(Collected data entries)
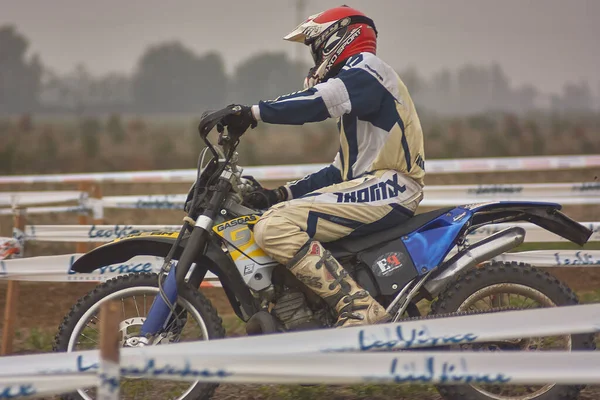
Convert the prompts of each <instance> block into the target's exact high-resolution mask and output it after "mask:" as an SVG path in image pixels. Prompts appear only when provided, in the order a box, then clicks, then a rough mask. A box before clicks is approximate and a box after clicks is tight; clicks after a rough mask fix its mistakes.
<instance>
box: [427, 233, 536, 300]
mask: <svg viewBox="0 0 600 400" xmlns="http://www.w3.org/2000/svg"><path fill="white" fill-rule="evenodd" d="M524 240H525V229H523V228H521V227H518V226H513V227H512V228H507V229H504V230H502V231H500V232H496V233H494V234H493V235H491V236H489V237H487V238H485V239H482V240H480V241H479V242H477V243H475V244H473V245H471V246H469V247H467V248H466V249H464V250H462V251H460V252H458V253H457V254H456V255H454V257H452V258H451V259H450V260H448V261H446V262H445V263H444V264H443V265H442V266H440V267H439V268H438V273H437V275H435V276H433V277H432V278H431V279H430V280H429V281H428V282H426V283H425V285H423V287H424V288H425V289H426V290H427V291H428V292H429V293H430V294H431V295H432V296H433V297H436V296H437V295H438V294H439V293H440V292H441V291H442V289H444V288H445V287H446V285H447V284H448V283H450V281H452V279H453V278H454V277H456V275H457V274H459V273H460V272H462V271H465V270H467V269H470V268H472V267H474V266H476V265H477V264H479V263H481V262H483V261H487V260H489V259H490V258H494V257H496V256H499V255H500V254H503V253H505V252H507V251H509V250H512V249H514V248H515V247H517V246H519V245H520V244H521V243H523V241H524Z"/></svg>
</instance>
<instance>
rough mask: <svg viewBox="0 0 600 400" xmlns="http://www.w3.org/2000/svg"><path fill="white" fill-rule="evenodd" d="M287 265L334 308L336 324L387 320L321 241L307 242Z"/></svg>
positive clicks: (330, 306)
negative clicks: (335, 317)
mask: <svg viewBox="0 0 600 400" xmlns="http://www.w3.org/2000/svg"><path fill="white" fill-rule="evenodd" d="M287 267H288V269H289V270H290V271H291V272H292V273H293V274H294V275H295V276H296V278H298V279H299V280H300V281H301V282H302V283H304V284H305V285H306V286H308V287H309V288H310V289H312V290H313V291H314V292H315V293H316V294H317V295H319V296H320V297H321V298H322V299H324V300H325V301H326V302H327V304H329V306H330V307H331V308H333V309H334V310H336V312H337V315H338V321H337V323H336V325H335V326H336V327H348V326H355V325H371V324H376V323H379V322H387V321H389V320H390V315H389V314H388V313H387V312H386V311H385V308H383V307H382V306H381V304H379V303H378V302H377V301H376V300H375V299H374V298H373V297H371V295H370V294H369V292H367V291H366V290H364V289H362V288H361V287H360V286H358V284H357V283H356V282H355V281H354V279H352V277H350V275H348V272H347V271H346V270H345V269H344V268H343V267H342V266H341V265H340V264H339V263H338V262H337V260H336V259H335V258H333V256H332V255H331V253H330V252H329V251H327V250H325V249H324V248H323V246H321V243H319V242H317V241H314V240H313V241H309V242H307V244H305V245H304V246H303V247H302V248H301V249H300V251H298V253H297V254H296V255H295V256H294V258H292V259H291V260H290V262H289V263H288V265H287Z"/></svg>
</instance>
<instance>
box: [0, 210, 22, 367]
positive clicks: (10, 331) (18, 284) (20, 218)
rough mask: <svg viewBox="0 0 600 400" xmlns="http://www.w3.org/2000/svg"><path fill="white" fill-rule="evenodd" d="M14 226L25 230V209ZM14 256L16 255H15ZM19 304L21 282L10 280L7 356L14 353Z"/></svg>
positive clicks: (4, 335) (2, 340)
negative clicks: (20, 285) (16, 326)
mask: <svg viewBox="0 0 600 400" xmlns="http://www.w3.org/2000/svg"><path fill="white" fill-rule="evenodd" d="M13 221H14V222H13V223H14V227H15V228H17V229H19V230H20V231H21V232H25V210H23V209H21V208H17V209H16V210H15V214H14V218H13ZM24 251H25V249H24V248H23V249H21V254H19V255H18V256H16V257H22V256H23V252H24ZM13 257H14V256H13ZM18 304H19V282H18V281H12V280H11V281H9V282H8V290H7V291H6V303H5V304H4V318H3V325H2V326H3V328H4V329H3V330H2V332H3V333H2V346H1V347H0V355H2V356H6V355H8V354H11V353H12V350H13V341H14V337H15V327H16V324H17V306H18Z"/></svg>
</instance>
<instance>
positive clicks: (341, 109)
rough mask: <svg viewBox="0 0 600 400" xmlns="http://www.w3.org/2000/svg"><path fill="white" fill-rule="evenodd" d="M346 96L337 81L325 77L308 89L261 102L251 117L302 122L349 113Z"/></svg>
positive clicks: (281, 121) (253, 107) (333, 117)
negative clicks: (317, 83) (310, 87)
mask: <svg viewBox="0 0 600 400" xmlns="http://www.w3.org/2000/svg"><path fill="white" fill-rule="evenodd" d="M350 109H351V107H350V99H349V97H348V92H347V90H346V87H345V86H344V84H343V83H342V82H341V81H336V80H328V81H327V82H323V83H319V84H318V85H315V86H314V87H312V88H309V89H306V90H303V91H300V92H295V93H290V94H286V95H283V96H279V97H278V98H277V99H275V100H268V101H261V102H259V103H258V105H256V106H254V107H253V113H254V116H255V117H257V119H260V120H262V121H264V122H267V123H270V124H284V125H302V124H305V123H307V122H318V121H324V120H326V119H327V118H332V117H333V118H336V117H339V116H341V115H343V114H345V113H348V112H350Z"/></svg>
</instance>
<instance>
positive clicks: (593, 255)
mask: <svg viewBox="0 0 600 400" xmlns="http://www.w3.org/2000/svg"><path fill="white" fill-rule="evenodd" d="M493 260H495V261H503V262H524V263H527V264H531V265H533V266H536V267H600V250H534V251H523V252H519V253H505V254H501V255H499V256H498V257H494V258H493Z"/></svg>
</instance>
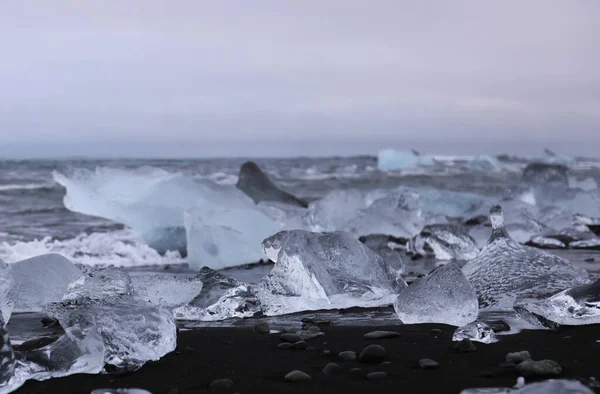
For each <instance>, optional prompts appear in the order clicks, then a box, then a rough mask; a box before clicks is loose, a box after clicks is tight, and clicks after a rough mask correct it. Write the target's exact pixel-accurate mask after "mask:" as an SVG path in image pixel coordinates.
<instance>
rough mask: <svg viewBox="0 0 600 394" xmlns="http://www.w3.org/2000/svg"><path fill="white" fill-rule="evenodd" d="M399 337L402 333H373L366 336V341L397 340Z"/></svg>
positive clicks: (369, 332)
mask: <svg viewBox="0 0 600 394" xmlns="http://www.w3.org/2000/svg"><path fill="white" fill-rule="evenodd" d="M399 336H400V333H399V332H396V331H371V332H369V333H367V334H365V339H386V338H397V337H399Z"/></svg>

__Task description__.
Put the stretch of the records from their start through the line containing "box: [427, 233, 536, 300]", both ends included, into a Markdown table with the columns "Row" and "Line", one numbered row per line and no blank lines. Leave the pictures out.

__Answer space__.
| Row | Line |
|---|---|
| 1 | Convert the prompts of each <instance> block into the target's exact high-resolution mask and output it after "mask:" as an SVG path in image pixels. Prompts appear only when provided, in the order a box, then clicks, then a rough mask. A box before clicks is approximate and a box after clicks is tight; clicks after a rough mask fix its mistakes. |
| 2 | <instance> |
| 3 | box: [427, 233, 536, 300] |